— WORK TO BE COMPLETED —
Extract each line below that contains the word "front".

— AVAILABLE DATA —
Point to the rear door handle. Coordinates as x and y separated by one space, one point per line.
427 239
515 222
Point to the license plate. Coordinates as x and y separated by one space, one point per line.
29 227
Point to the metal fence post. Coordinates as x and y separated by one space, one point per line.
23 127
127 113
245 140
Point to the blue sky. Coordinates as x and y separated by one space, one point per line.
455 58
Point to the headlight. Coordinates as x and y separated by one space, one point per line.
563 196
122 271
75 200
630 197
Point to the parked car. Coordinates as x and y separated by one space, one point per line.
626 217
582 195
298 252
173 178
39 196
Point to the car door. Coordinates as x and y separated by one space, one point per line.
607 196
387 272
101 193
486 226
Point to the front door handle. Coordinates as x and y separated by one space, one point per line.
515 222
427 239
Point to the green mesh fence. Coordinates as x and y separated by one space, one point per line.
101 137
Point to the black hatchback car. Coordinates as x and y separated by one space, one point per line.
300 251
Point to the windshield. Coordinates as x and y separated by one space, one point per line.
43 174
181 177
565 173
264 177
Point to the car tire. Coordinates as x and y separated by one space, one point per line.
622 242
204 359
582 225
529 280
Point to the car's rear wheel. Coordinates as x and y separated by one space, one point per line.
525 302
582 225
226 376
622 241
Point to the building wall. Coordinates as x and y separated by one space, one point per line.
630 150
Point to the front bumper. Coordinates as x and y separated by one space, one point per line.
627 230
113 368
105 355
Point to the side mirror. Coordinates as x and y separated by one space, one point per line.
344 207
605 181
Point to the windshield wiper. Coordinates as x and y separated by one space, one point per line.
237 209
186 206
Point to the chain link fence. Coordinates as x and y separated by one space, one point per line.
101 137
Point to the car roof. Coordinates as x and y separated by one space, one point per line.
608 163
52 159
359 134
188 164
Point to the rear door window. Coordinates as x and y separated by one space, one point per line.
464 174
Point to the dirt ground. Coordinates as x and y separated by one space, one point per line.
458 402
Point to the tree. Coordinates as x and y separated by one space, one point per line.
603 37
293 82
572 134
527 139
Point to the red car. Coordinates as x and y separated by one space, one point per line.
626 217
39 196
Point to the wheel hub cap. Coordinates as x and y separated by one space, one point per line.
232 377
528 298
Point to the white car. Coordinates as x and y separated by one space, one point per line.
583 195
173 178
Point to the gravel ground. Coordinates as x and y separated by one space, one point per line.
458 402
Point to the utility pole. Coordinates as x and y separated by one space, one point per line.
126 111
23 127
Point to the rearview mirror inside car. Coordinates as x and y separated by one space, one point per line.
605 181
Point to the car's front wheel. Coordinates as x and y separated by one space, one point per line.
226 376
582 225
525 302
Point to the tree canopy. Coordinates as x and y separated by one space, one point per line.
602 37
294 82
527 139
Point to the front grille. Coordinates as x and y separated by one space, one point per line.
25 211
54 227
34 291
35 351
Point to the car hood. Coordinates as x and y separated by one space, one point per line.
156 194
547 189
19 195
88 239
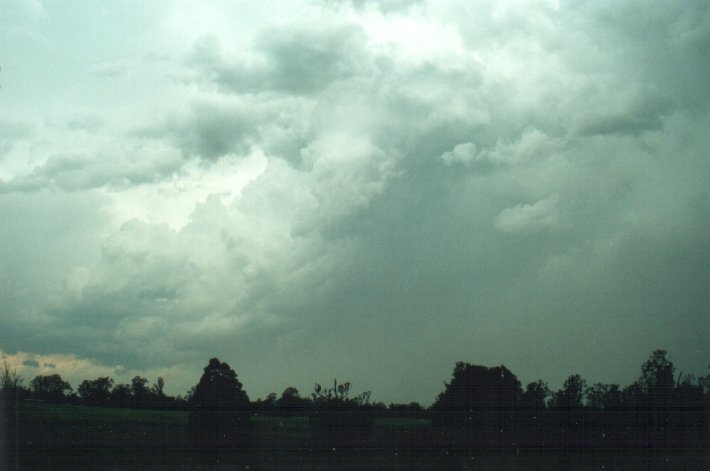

— RESPONSE —
Point to the front door handle. Coordinates as x and y separated by one space, one point per line.
Point to the front bumper. Coordinates as x and y separated by one space, one point per line.
Point to the car's front wheel. Coordinates as x and y separated by one space, one point per line.
Point to the front grille. Coordinates as x and y separated by one space, one point per line.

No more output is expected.